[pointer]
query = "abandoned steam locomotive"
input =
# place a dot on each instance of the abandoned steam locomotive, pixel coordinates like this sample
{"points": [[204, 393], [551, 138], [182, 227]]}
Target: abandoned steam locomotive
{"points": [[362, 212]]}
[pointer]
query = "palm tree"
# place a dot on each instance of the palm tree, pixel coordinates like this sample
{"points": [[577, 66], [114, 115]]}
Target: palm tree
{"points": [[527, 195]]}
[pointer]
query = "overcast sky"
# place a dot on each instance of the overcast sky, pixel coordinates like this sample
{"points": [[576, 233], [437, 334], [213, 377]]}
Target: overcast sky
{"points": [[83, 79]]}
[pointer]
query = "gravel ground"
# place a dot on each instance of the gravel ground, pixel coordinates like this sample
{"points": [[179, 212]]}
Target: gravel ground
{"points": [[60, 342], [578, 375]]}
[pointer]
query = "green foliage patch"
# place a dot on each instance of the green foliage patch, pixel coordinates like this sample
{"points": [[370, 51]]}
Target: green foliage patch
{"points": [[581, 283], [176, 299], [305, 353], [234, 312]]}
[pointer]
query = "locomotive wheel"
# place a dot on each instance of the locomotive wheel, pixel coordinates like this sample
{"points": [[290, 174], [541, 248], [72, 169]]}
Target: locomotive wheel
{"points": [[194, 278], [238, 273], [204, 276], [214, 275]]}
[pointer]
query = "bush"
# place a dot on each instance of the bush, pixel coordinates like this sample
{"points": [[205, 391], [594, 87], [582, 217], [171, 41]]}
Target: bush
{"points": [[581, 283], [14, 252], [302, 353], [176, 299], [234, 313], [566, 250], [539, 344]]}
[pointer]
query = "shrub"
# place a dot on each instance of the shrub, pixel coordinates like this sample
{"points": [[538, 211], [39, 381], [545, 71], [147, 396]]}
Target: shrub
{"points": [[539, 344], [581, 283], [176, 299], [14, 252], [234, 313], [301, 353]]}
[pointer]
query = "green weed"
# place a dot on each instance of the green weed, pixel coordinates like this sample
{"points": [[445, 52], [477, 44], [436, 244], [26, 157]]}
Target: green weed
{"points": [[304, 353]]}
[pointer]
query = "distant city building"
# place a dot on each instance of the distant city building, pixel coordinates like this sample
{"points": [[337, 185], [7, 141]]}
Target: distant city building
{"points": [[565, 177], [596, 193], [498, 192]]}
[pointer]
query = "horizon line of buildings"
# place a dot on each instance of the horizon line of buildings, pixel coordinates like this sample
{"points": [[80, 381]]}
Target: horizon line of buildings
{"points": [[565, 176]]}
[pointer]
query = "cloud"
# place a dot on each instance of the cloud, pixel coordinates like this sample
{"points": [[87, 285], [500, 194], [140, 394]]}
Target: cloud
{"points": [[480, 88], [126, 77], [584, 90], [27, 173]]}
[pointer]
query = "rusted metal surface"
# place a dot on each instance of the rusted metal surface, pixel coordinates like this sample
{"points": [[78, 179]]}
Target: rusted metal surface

Given task: Pick out every line of the records that contains the string "patch", matching case exactly, and copy each one.

Task result:
query = "green foliage patch"
# place a dot on each instance of the green foliage patch, pixel coordinates like this sample
Target: green foliage patch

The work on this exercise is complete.